(Region pointing data)

Start of Block

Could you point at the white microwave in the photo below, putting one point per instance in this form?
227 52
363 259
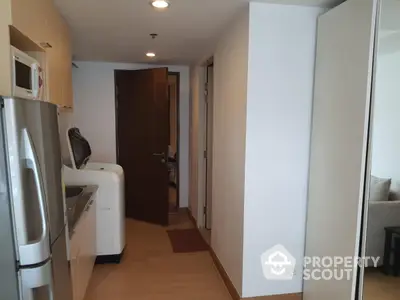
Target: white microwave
27 76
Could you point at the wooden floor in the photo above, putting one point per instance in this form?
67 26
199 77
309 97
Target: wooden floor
151 271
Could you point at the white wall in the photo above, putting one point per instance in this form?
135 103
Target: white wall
230 83
386 121
279 101
94 112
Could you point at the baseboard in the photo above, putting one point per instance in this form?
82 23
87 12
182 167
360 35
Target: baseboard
109 259
228 283
298 296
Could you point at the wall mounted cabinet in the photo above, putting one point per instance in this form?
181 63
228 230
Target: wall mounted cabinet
40 22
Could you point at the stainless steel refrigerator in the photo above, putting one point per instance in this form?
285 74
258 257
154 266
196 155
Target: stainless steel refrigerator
33 249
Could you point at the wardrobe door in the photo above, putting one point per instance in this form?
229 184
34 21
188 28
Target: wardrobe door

End of Block

▶ **Exercise requirements**: Report each line in the data that holds the word "this".

▶ **Exercise result**:
Could you point at the white microwave in the photo below, putting one point per instance in this form?
Could you point at the wooden floor in the photo above, putting one point per instance in this form?
Could you point at the white wall in the photo above, putting one point per instance in this form?
Could you point at the baseboard in the photo above, putting one point per instance in this form?
Could you point at the wall mounted cabinet in the photo above, putting one point per instance in this form?
Could you point at the stainless steel refrigerator in the photo above, putting one point per instance in this form?
Could you point at the wardrobe door in the photo above, putting one point per instance in this form?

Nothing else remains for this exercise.